┌─ Selected excerpt
One day, a few years ago, I ate a bowl of cereal and I haphazardly forgot one piece of cereal in the bowl. I then also neglected to wash the bowl for a number of days, causing the milk to dry out. When I picked up the bowl again, I noticed that the piece of cereal, Cheerios, was stuck firmly to both the spoon and the bowl.
Being interested in the potential of such a Cheerios-based adhesive, I decided to 'glue' a spoon to a window by dipping the Cheerios in milk and clamping it between a spoon and a piece of glass:
Seen from the side it would look like this:
I didn't really have any idea of how it worked at the time, but knowing that both metal and glass are two materials that are often difficult to stick together, it was striking to me that Cheerios, when combined with milk, would be able to act as an adhesive for these two objects.
I never quite figured out how to clearly show that it was in fact the combination of milk and Cheerios that kept the spoon in its unusual place, so it never went very far as an artwork.
However, it still intrigued me from a chemical point of view, as it was an odd combination of materials to be stuck together so easily. Adhesion of such dissimilar materials is often very much influenced by mechanical adhesion. In mechanical adhesion, the (invisible) roughness of a surface is filled up with a material that is liquid at first but then hardens to a solid. These two materials are then not chemically bonded together, yet they can't move as there is no physical space to do so.
It was however unlikely that this is the full story in this particular case, as both glass and metal have relatively smooth surfaces and nothing in milk actively polymerises as it dries. There are therefore very few cavities to fill and no obvious substance to fill them with.
└─
**Given problem:** Quote the whole Cheerios adhesive text above, word for word. The lines after this point come from a separate source.
┌─ Data entries
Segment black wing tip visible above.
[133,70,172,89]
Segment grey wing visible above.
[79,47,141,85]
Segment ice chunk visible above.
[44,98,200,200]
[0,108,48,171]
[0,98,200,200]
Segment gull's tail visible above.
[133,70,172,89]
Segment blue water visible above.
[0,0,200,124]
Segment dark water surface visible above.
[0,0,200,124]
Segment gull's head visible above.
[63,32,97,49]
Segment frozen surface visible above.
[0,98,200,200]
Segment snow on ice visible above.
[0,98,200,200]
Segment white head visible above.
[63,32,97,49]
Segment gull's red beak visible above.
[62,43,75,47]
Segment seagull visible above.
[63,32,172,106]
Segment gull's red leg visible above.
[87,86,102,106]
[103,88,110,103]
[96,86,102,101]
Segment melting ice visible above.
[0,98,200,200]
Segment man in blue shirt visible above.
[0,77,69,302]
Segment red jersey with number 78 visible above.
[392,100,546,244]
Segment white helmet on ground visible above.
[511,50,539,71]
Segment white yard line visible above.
└─
**Response to this exercise:**
One day, a few years ago, I ate a bowl of cereal and I haphazardly forgot one piece of cereal in the bowl. I then also neglected to wash the bowl for a number of days, causing the milk to dry out. When I picked up the bowl again, I noticed that the piece of cereal, Cheerios, was stuck firmly to both the spoon and the bowl.
Being interested in the potential of such a Cheerios-based adhesive, I decided to 'glue' a spoon to a window by dipping the Cheerios in milk and clamping it between a spoon and a piece of glass:
Seen from the side it would look like this:
I didn't really have any idea of how it worked at the time, but knowing that both metal and glass are two materials that are often difficult to stick together, it was striking to me that Cheerios, when combined with milk, would be able to act as an adhesive for these two objects.
I never quite figured out how to clearly show that it was in fact the combination of milk and Cheerios that kept the spoon in its unusual place, so it never went very far as an artwork.
However, it still intrigued me from a chemical point of view, as it was an odd combination of materials to be stuck together so easily. Adhesion of such dissimilar materials is often very much influenced by mechanical adhesion. In mechanical adhesion, the (invisible) roughness of a surface is filled up with a material that is liquid at first but then hardens to a solid. These two materials are then not chemically bonded together, yet they can't move as there is no physical space to do so.
It was however unlikely that this is the full story in this particular case, as both glass and metal have relatively smooth surfaces and nothing in milk actively polymerises as it dries. There are therefore very few cavities to fill and no obvious substance to fill them with.